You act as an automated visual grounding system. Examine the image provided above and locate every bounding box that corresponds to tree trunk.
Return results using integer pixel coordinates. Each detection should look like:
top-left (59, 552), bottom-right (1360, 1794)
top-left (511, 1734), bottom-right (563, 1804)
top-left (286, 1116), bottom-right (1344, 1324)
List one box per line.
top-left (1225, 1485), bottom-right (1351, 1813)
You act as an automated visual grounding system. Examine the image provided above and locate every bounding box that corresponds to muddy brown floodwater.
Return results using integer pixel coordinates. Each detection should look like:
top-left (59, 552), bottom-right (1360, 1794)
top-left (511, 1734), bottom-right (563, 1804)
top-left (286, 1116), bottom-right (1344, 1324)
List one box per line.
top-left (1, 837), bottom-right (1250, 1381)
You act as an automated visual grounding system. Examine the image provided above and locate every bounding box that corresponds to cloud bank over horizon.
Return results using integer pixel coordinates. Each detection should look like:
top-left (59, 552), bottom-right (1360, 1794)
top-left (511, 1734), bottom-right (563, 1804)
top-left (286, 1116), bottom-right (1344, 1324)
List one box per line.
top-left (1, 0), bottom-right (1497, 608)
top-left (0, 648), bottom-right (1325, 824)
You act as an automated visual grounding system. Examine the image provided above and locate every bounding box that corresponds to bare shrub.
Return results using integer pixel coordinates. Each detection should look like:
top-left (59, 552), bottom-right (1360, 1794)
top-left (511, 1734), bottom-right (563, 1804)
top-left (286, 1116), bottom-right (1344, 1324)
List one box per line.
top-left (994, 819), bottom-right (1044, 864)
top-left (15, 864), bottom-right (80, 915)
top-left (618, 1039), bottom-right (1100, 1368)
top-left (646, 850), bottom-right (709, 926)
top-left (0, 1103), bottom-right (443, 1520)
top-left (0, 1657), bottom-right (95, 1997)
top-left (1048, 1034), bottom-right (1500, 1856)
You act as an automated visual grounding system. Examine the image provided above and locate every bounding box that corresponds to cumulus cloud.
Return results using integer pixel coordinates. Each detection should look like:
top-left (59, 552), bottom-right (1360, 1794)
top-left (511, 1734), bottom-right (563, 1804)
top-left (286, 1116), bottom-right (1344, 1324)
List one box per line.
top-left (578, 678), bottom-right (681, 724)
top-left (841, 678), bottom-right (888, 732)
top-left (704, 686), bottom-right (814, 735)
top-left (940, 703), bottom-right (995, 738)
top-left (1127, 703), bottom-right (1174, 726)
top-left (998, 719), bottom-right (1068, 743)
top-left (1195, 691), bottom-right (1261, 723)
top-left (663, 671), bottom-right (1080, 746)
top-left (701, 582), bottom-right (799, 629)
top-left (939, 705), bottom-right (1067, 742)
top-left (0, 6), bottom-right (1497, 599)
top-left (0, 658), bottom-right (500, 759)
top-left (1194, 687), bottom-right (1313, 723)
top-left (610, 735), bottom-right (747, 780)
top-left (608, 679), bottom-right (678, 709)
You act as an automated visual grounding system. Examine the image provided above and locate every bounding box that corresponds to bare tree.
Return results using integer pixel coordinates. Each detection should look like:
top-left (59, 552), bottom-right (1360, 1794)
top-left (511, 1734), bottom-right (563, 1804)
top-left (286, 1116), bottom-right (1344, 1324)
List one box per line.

-- -- --

=== WORK TO BE COMPLETED ===
Repeat the material above in full. Change no word.

=== TASK ANSWER ===
You act as an automated visual grounding system. Examine the image provided above and locate every bounding box that corresponds to tree trunk.
Return results using integer pixel coordinates. Each detection should look like:
top-left (59, 552), bottom-right (1360, 1794)
top-left (511, 1734), bottom-right (563, 1804)
top-left (286, 1116), bottom-right (1344, 1324)
List one box per line.
top-left (1225, 1485), bottom-right (1351, 1813)
You act as an automated visual grounding system. Examine the image provided above and locate every bounding box that corresponds to muddy brown floodwater.
Return results using integer pixel coordinates. Each detection should look like:
top-left (59, 552), bottom-right (1360, 1794)
top-left (511, 1734), bottom-right (563, 1804)
top-left (286, 1116), bottom-right (1344, 1324)
List one box per line.
top-left (1, 837), bottom-right (1250, 1381)
You act as an automated visual grounding system. Examine the image provided above and locate every bounding box that corresponds to cloud bank over horizon.
Return results using integer pixel coordinates. Each detection should look like:
top-left (59, 552), bottom-right (1360, 1794)
top-left (511, 1734), bottom-right (563, 1804)
top-left (286, 1116), bottom-right (1344, 1324)
List one box per line.
top-left (1, 0), bottom-right (1497, 608)
top-left (0, 648), bottom-right (1325, 824)
You act as an automated visual grounding system. Examine the image provided above and locate every bounding box that corresponds to bare shrub.
Return results using integer pixel coordinates. Each detection should look like:
top-left (59, 552), bottom-right (1360, 1794)
top-left (511, 1734), bottom-right (563, 1804)
top-left (286, 1116), bottom-right (1344, 1324)
List one box per line.
top-left (994, 819), bottom-right (1044, 864)
top-left (15, 864), bottom-right (80, 915)
top-left (618, 1039), bottom-right (1100, 1368)
top-left (646, 850), bottom-right (709, 926)
top-left (0, 1103), bottom-right (443, 1520)
top-left (0, 1657), bottom-right (95, 1997)
top-left (1048, 1034), bottom-right (1500, 1856)
You act as an automated visual grounding system. Examine the image provided above and locate every bounding box that corresponds to cumulus cloud.
Return results using integer pixel coordinates. Each detection should look like:
top-left (59, 552), bottom-right (1360, 1794)
top-left (511, 1734), bottom-right (563, 1804)
top-left (286, 1116), bottom-right (1344, 1324)
List one box per line.
top-left (578, 678), bottom-right (681, 724)
top-left (841, 678), bottom-right (888, 732)
top-left (704, 686), bottom-right (814, 735)
top-left (940, 703), bottom-right (995, 738)
top-left (1127, 703), bottom-right (1174, 726)
top-left (998, 719), bottom-right (1068, 743)
top-left (1195, 691), bottom-right (1261, 723)
top-left (663, 671), bottom-right (1080, 746)
top-left (701, 582), bottom-right (799, 629)
top-left (939, 705), bottom-right (1067, 742)
top-left (0, 6), bottom-right (1497, 599)
top-left (0, 658), bottom-right (500, 759)
top-left (1194, 687), bottom-right (1313, 723)
top-left (610, 735), bottom-right (747, 780)
top-left (608, 679), bottom-right (678, 709)
You act as an automated visual grounding system. Examine the image provided above and locate every bounding box that corresponds to bare tree.
Return results using integer pixel coordinates. Each detection should look like:
top-left (59, 552), bottom-right (1360, 1794)
top-left (511, 1734), bottom-right (563, 1804)
top-left (286, 1116), bottom-right (1344, 1324)
List one box per line.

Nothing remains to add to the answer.